** Task set **
1 – Translate this sentence from the article on oil refineries into Spanish: "This trend is being led by the transportation sector, which is shifting away from gasoline towards electric vehicles and other low-carbon alternatives."
2 – From the article on oil refineries, extract the passage starting at "Fuel for Thought" and ending at "demand for petrochemicals.".
3 – List each product that the article on oil refineries says refiners must make less or more of, and give the direction stated for each.
>> start Text section
• How Can Oil Refineries Survive the Energy Transition?

Fuel for Thought

How Can Oil Refineries Survive the Energy Transition?

Feb 25 2023

The world's energy transition is expected to result in a peak in the use of oil-based fuels in the coming years, followed by a gradual decline. This trend is being led by the transportation sector, which is shifting away from gasoline towards electric vehicles and other low-carbon alternatives. This change is expected to reduce demand for oil products, such as gasoline and diesel, but will also create new opportunities for capturing the growing demand for petrochemicals.  

Petrochemical feedstocks are used in the production of polymers for plastics, synthetic fibers, and other petrochemical intermediates, and demand for these products is expected to continue growing with rising global wealth. This poses a dual challenge for the world's more than 600 refiners: lower overall demand means less need for refining capacity, but the remaining capacity must evolve to match a shift in product mix to meet petrochemical demand. Refiners must find ways to make much less gasoline, marginally less diesel, and more jet fuel and petrochemical feedstocks.
>> end Text section
>> start Extracted information
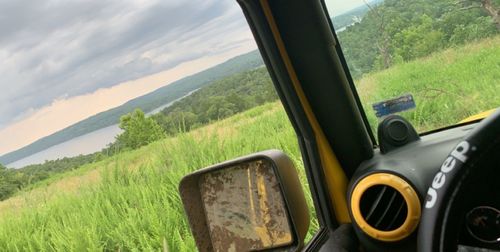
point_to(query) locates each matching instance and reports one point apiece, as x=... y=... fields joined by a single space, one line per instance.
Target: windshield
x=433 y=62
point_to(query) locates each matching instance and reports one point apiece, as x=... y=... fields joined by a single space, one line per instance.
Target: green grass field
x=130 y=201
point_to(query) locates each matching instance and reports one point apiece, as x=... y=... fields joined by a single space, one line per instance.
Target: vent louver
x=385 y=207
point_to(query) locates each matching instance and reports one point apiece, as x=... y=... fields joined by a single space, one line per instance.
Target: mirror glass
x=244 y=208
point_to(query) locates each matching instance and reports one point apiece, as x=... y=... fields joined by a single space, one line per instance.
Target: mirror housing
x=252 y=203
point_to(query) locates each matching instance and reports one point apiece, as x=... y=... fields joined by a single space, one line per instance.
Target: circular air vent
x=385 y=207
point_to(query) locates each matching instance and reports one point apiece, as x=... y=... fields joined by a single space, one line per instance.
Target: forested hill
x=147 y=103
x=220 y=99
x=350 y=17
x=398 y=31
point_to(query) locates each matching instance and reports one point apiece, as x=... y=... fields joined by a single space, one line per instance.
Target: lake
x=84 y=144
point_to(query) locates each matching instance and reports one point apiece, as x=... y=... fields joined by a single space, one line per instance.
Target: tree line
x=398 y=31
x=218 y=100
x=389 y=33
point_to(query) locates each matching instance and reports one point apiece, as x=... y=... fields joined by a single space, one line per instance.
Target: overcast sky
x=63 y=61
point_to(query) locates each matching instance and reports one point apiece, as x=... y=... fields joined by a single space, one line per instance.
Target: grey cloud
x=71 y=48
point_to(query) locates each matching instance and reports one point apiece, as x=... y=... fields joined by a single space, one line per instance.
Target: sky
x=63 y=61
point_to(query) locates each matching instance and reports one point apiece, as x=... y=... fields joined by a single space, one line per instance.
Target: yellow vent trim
>> end Extracted information
** The responses **
1 – Esta tendencia está siendo liderada por el sector del transporte, que está abandonando la gasolina en favor de los vehículos eléctricos y otras alternativas bajas en carbono.

2 –
Fuel for Thought

How Can Oil Refineries Survive the Energy Transition?

Feb 25 2023

The world's energy transition is expected to result in a peak in the use of oil-based fuels in the coming years, followed by a gradual decline. This trend is being led by the transportation sector, which is shifting away from gasoline towards electric vehicles and other low-carbon alternatives. This change is expected to reduce demand for oil products, such as gasoline and diesel, but will also create new opportunities for capturing the growing demand for petrochemicals.

3 –
- Gasoline: much less
- Diesel: marginally less
- Jet fuel: more
- Petrochemical feedstocks: more